*How to complete this task*
Set down the entries below exactly as written.
= = = = = = =
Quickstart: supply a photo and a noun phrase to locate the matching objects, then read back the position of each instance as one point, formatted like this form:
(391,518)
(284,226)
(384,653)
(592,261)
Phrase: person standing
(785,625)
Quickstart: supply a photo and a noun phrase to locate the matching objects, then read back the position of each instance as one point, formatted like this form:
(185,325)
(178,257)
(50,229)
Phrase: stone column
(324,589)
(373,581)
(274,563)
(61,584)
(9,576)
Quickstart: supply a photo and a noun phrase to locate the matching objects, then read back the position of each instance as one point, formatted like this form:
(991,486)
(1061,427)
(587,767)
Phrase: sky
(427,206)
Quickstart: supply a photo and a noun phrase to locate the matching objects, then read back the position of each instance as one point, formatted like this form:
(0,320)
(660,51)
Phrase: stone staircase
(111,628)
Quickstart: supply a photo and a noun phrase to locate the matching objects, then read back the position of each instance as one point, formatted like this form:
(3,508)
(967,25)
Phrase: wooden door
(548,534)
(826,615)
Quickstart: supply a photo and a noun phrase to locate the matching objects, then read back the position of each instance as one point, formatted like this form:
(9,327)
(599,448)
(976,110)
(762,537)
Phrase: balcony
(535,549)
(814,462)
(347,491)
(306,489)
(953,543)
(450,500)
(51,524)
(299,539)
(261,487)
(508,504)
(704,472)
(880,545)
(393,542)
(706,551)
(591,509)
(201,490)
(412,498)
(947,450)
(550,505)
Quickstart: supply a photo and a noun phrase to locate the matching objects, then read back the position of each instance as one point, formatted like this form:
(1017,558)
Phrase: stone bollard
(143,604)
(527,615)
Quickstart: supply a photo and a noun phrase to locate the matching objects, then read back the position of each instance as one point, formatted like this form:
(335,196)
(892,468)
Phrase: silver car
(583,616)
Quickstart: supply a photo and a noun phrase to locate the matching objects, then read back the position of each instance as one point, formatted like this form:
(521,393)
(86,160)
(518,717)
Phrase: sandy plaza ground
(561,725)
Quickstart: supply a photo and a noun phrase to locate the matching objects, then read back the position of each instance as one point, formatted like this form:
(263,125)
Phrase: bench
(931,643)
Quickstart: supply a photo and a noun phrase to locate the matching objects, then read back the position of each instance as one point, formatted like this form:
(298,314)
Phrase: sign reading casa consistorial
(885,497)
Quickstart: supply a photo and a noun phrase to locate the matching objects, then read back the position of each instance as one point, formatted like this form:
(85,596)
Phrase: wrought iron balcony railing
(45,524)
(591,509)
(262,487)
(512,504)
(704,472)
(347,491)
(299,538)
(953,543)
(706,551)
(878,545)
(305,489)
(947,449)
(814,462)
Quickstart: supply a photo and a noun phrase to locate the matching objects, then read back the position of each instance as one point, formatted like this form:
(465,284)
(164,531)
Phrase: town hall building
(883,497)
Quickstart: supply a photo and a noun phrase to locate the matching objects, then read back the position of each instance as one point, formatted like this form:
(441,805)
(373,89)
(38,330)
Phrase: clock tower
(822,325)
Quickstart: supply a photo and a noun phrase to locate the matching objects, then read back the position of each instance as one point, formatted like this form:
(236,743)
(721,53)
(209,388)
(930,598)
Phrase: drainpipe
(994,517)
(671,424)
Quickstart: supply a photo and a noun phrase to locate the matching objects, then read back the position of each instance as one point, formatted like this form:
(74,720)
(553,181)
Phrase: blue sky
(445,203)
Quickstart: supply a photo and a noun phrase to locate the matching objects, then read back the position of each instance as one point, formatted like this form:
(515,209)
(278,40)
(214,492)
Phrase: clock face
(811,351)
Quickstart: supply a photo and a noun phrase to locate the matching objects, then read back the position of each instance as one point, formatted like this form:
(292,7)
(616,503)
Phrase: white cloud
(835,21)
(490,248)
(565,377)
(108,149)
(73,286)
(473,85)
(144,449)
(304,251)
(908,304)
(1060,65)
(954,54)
= = = = = = =
*Solution*
Quickstart: supply a photo and a noun phrase to locate the matching objects, then read back the position of each instance as one point, formatted like this form:
(391,518)
(284,226)
(384,653)
(592,261)
Phrase: person standing
(785,625)
Quickstart: supply a photo and a noun phrase to locate the matching objects, then read back the position of each instance as one point, formatted like this form:
(185,325)
(178,257)
(50,229)
Phrase: stone column
(324,589)
(373,581)
(274,563)
(61,584)
(9,576)
Quickstart: supply a photo and a noun phrase to locate the matching objects, then read back the position of each instance as one point, formatted like this form:
(991,486)
(1061,427)
(587,767)
Phrase: sky
(427,206)
Quickstart: supply a photo and a noun phrase to locate the matching objects, then read back the position of each instance as one point, formatted like this form:
(0,320)
(660,51)
Phrase: stone staircase
(111,628)
Quickstart: supply a photo and a noun phrase to locate the matching objects, then read back the position of each instance as one point, formatted like this form:
(3,508)
(967,25)
Phrase: wooden door
(548,534)
(826,615)
Quickstart: supply a photo and a noun phrase to locate the matching objects, then read back the position of each instance as one point, formatted like this form:
(9,327)
(599,448)
(976,110)
(762,537)
Phrase: balcony
(535,549)
(814,462)
(347,491)
(306,489)
(953,543)
(450,500)
(51,524)
(299,539)
(261,487)
(508,504)
(704,472)
(880,545)
(393,542)
(706,551)
(591,509)
(201,490)
(412,498)
(947,450)
(550,505)
Quickstart: supply a photo and a noun phrase to locate the matching objects, then read back the position of each instance as one point, formatted like this form:
(1017,558)
Phrase: stone bollard
(143,604)
(527,615)
Quickstart: supply a photo and a noun phrase to locate the matching objects, then read back the position of each instance as one point, formatted like this form:
(335,196)
(892,468)
Phrase: silver car
(583,616)
Quickstart: supply a photo and a noun phrase to locate the matching objects, then read back the position of each instance as one point, formatted like this form:
(521,393)
(86,160)
(518,717)
Phrase: sandy plaza ground
(561,725)
Quickstart: supply a photo and a noun phrase to locate the matching objects, then read back the position of each instance as one point, formatted like this form:
(263,125)
Phrase: bench
(931,643)
Quickstart: supply a photo and a noun phrase to locate the matching objects, then read back the position of each instance as one point, formatted like this form:
(298,314)
Phrase: sign reading casa consistorial
(885,497)
Quickstart: supply a photo and a noun phrase to locate the matching objects, then read back the position of each instance as one point, formatted like this form:
(85,596)
Phrase: wrought iron balcony railing
(45,524)
(591,509)
(262,487)
(512,504)
(704,472)
(347,491)
(299,538)
(953,543)
(706,551)
(878,545)
(305,489)
(947,449)
(814,462)
Quickstart: supply a photo and a noun phrase to locate the matching objects, then read back the position of each instance as one point, formatted like this form:
(465,284)
(164,531)
Phrase: town hall building
(883,497)
Quickstart: supply a photo and a noun phrase to locate the matching objects, then read back the position of each instance as one point, formatted like this form:
(441,805)
(373,89)
(38,330)
Phrase: clock tower
(822,325)
Quickstart: supply a photo and a noun phrase to locate the matching objects, then read back the position of each instance as one point, formatted like this form:
(236,743)
(721,53)
(209,388)
(930,598)
Phrase: drainpipe
(994,517)
(671,424)
Quickstart: supply a photo and a noun phrase to locate the matching objects, then read back the position of each instance as one point, formatted like this form:
(74,720)
(553,181)
Phrase: blue sky
(445,203)
Quickstart: supply a photo and a noun phrase to locate the matching objects, then read back the position of each instance as one point, formatted like this form:
(515,209)
(278,40)
(214,492)
Phrase: clock face
(811,351)
Quickstart: supply a photo and a noun phrase to locate the matching objects, then read back the position of each instance as one point, formatted like this form:
(292,7)
(616,503)
Phrase: white cloud
(835,21)
(490,248)
(565,377)
(108,149)
(73,286)
(473,85)
(144,449)
(304,251)
(908,304)
(1060,65)
(954,54)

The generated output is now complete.